Your task is to transcribe the entries below exactly, beginning with the line containing "Q: For each instance of the uniform" and ending with the final line, and to add nothing else.
##########
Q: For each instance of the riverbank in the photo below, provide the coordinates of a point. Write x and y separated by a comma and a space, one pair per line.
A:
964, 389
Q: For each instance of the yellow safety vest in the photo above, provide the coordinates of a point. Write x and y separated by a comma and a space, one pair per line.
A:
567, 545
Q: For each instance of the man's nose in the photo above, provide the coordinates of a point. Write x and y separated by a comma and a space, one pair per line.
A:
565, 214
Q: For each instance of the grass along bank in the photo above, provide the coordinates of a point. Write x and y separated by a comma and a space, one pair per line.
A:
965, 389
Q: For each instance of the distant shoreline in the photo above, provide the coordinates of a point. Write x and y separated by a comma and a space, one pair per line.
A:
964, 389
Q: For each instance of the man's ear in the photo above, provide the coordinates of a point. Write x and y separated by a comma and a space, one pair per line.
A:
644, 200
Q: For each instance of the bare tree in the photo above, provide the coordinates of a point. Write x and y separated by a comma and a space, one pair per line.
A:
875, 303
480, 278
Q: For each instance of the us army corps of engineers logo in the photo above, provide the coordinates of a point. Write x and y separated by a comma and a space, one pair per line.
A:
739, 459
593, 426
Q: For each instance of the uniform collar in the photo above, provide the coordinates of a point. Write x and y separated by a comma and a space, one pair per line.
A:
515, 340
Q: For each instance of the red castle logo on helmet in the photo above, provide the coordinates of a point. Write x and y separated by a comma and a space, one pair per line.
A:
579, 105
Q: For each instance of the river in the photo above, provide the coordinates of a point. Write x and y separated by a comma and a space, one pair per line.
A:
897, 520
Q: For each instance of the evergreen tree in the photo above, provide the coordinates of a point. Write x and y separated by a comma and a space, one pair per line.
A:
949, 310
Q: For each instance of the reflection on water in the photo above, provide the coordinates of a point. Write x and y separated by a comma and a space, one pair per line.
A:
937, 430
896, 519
##########
COMPLETED TASK:
Q: For each instance of the uniform collar in the photo above, provide the coordinates of a point. Write x and y separated by a comma and a space, one pair per line.
A:
515, 340
Q: For each instance of the red castle logo on helmet in the photo above, provide the coordinates of a point. Write x and y separated by a comma and a space, one pair per line.
A:
579, 105
Q: For each instance of the river in the photo above, provide the coordinates of a point. Write x and y separated by a comma and a space, one pair per line.
A:
897, 520
Q: For each instance of the evergreen tree in the photo above, provide the coordinates of a point. Write x and y separated by a comma and a space, one pair per line.
A:
949, 310
Q: For each instance of the reflection on water in the photo above, provide the coordinates of a point. Write x and y separated by a comma and a space, one pair per line.
A:
937, 430
896, 519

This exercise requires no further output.